• DATA EXTRACTS
Content starts

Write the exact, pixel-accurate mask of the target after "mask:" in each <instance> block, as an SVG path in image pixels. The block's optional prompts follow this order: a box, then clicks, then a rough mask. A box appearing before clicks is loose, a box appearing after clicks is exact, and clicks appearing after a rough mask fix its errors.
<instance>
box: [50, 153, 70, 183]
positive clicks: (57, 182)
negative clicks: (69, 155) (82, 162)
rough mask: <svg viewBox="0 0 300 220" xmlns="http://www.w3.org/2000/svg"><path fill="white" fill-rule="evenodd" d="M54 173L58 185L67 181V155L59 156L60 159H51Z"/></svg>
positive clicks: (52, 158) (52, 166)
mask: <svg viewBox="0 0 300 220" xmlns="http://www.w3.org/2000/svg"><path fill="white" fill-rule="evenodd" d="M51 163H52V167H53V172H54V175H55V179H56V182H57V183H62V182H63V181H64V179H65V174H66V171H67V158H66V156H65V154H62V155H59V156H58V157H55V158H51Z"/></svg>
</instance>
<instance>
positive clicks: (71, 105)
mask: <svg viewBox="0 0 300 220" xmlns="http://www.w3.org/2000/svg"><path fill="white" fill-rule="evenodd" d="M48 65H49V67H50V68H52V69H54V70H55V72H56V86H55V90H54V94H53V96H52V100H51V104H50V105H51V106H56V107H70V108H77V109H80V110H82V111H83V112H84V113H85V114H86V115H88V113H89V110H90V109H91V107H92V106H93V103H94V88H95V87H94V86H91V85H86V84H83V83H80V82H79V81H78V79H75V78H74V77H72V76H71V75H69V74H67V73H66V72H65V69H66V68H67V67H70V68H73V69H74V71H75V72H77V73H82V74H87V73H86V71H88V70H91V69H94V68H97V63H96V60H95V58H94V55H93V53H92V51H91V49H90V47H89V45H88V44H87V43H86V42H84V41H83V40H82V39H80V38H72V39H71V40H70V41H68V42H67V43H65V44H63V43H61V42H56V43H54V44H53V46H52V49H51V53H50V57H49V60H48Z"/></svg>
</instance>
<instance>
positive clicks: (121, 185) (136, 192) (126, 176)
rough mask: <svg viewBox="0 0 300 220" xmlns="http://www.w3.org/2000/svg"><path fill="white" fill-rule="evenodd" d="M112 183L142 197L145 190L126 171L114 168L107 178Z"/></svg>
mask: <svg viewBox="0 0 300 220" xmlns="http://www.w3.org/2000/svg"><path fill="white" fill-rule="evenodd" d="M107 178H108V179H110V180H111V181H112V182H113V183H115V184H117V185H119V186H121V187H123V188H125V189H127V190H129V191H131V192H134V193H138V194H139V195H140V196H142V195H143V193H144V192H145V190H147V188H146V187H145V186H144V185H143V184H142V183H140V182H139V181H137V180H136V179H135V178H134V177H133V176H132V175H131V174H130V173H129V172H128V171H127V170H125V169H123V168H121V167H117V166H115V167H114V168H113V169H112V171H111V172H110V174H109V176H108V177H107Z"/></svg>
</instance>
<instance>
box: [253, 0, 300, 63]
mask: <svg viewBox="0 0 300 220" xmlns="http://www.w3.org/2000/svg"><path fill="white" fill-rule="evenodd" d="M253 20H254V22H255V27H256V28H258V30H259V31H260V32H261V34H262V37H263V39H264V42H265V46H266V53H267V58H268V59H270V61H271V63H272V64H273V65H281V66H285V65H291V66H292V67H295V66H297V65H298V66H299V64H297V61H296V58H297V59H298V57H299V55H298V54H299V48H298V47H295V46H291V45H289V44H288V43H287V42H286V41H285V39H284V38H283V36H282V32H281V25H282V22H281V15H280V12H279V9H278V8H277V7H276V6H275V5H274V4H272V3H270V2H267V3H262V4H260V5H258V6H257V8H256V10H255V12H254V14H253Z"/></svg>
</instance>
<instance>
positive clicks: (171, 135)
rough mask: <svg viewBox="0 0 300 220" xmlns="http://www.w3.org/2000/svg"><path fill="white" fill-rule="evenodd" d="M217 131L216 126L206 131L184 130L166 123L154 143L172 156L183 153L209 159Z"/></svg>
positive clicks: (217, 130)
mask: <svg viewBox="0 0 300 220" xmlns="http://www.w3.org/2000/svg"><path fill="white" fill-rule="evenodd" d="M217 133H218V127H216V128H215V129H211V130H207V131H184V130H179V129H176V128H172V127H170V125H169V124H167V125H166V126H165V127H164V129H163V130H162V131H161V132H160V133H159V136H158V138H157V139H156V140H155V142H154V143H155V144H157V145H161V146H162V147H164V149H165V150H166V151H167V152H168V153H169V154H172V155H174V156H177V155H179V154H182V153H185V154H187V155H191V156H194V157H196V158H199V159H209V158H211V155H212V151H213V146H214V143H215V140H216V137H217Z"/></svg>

Content ends

• EXERCISE BRIEF
Copy every row above back out unchanged, character for character.

• TASK ANSWER
Write the exact, pixel-accurate mask of the target after "mask:" in each <instance> block, as an SVG path in image pixels. The block's optional prompts follow this order: a box, then clicks, then a rough mask. A box appearing before clicks is loose, a box appearing after clicks is exact, and clicks appearing after a rough mask fix its errors.
<instance>
box: [50, 153, 70, 183]
positive clicks: (57, 182)
negative clicks: (69, 155) (82, 162)
rough mask: <svg viewBox="0 0 300 220" xmlns="http://www.w3.org/2000/svg"><path fill="white" fill-rule="evenodd" d="M54 173L58 185L67 181V155L59 156L60 159H51Z"/></svg>
positive clicks: (52, 158) (52, 166)
mask: <svg viewBox="0 0 300 220" xmlns="http://www.w3.org/2000/svg"><path fill="white" fill-rule="evenodd" d="M51 163H52V167H53V172H54V175H55V179H56V182H57V183H62V182H63V181H64V179H65V174H66V171H67V158H66V156H65V154H62V155H59V156H58V157H55V158H51Z"/></svg>
</instance>
<instance>
positive clicks: (71, 105)
mask: <svg viewBox="0 0 300 220" xmlns="http://www.w3.org/2000/svg"><path fill="white" fill-rule="evenodd" d="M48 65H49V67H50V68H52V69H54V70H55V72H56V86H55V90H54V94H53V96H52V100H51V104H50V105H51V106H56V107H70V108H77V109H80V110H82V111H83V112H84V113H85V114H86V115H88V113H89V110H90V109H91V107H92V106H93V103H94V88H95V87H94V86H91V85H86V84H83V83H80V82H79V81H78V79H75V78H74V77H72V76H71V75H69V74H67V73H66V72H65V69H66V68H67V67H70V68H73V69H74V71H75V72H77V73H82V74H87V73H86V71H88V70H91V69H94V68H97V63H96V60H95V58H94V55H93V53H92V51H91V49H90V47H89V45H88V44H87V43H86V42H84V41H83V40H82V39H80V38H72V39H71V40H70V41H68V42H67V43H65V44H63V43H61V42H56V43H54V44H53V46H52V49H51V53H50V57H49V60H48Z"/></svg>
</instance>
<instance>
positive clicks: (121, 185) (136, 192) (126, 176)
rough mask: <svg viewBox="0 0 300 220" xmlns="http://www.w3.org/2000/svg"><path fill="white" fill-rule="evenodd" d="M112 183L142 197L145 190L126 171L114 168L107 178Z"/></svg>
mask: <svg viewBox="0 0 300 220" xmlns="http://www.w3.org/2000/svg"><path fill="white" fill-rule="evenodd" d="M107 178H108V179H110V180H111V181H112V182H113V183H115V184H117V185H119V186H121V187H123V188H125V189H127V190H129V191H131V192H134V193H138V194H139V195H140V196H142V195H143V193H144V192H145V190H147V188H146V187H145V186H144V185H143V184H142V183H140V182H139V181H137V180H136V179H135V178H134V177H133V176H132V175H131V174H130V173H129V172H128V171H127V170H125V169H123V168H121V167H117V166H115V167H114V168H113V169H112V171H111V172H110V174H109V176H108V177H107Z"/></svg>
</instance>
<instance>
box: [253, 0, 300, 63]
mask: <svg viewBox="0 0 300 220" xmlns="http://www.w3.org/2000/svg"><path fill="white" fill-rule="evenodd" d="M253 20H254V22H255V27H256V28H258V30H259V31H260V32H261V34H262V37H263V39H264V42H265V46H266V53H267V58H268V59H270V61H271V63H272V64H273V65H281V66H285V65H291V66H292V67H295V66H297V65H298V66H299V64H297V61H296V58H297V59H298V57H299V55H298V54H299V48H298V47H295V46H291V45H289V44H288V43H287V42H286V41H285V39H284V38H283V36H282V32H281V25H282V22H281V15H280V12H279V9H278V8H277V7H276V6H275V5H274V4H272V3H270V2H267V3H262V4H260V5H258V6H257V8H256V10H255V12H254V14H253Z"/></svg>
</instance>
<instance>
positive clicks: (171, 135)
rough mask: <svg viewBox="0 0 300 220" xmlns="http://www.w3.org/2000/svg"><path fill="white" fill-rule="evenodd" d="M217 131L216 126L206 131L184 130L166 123L154 143L172 156L183 153L209 159Z"/></svg>
positive clicks: (217, 130)
mask: <svg viewBox="0 0 300 220" xmlns="http://www.w3.org/2000/svg"><path fill="white" fill-rule="evenodd" d="M217 133H218V127H216V128H215V129H211V130H207V131H184V130H179V129H176V128H172V127H170V125H169V124H167V125H166V126H165V127H164V129H163V130H162V131H161V132H160V133H159V136H158V138H157V139H156V140H155V142H154V143H155V144H157V145H161V146H162V147H164V149H165V150H166V151H167V152H168V153H169V154H172V155H174V156H177V155H179V154H182V153H185V154H187V155H191V156H194V157H196V158H199V159H209V158H211V155H212V151H213V146H214V143H215V140H216V137H217Z"/></svg>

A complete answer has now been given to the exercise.